■ Document segment

####################

Item 5. Interests of Named Experts and Counsel.

Not applicable.

 

Item 6. Indemnification of Directors and Officers.

Under Section 145 of the Delaware General Corporation Law, we have broad powers to indemnify our directors and officers against liabilities they may incur in such capacities, including liabilities under the Securities Act. As permitted by the Delaware General Corporation Law, our Amended and Restated Certificate of Incorporation, as amended (the “Certificate of Incorporation”) includes a provision that permits the elimination of personal liability of our directors for monetary damages for breach of fiduciary duty as a director, to the fullest extent permitted by the Delaware General Corporation Law as it now exists or as it may be amended. The Delaware General Corporation Law permits limitation of liability for a director’s breach of fiduciary duty other than liability:

 

    for any breach of the director’s duty of loyalty to us or our stockholders;

 

    for acts or omissions not in good faith or that involve intentional misconduct or a knowing violation of law;

 

    for unlawful payments of dividends or unlawful stock repurchases or redemptions, as provided under Section 174 of the Delaware General Corporation Law; or

 

    for any transaction from which the director derived an improper personal benefit.

Delaware law provides further that the indemnification permitted thereunder shall not be deemed exclusive of any other rights to which the directors and officers may be entitled under our Amended and Restated Bylaws (as currently in effect, the “Restated Bylaws”), any agreement, a vote of stockholders or disinterested directors or otherwise. Our Certificate of Incorporation eliminates the personal liability of directors to the fullest extent permitted by Delaware law. In addition, our Certificate of Incorporation and our Restated Bylaws provide that we may fully indemnify any person who was or is a party or is threatened to be made a party to any threatened, pending or completed action, suit or proceeding (whether civil, criminal, administrative or investigative), by reason of the fact that such person is or was one of our directors, officers, employees or other agents, against expenses (including attorney’s fees), judgments, fines and amounts paid in settlement actually and reasonably incurred by such person in connection with such action, suit or proceeding.

####################

■ Recorded data
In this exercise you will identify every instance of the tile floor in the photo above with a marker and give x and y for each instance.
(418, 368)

####################

■ Given instruction 1
Restate the indemnification section from "for any breach" up to and including "improper personal benefit.", switching "intentional misconduct" to "willful misconduct".
■ Given instruction 2
According to the indemnification section, which section of the Delaware General Corporation Law grants the company broad powers to indemnify its directors and officers?

■ Correct output 1
for any breach of the director’s duty of loyalty to us or our stockholders;

 

    for acts or omissions not in good faith or that involve willful misconduct or a knowing violation of law;

 

    for unlawful payments of dividends or unlawful stock repurchases or redemptions, as provided under Section 174 of the Delaware General Corporation Law; or

 

    for any transaction from which the director derived an improper personal benefit.

■ Correct output 2
Section 145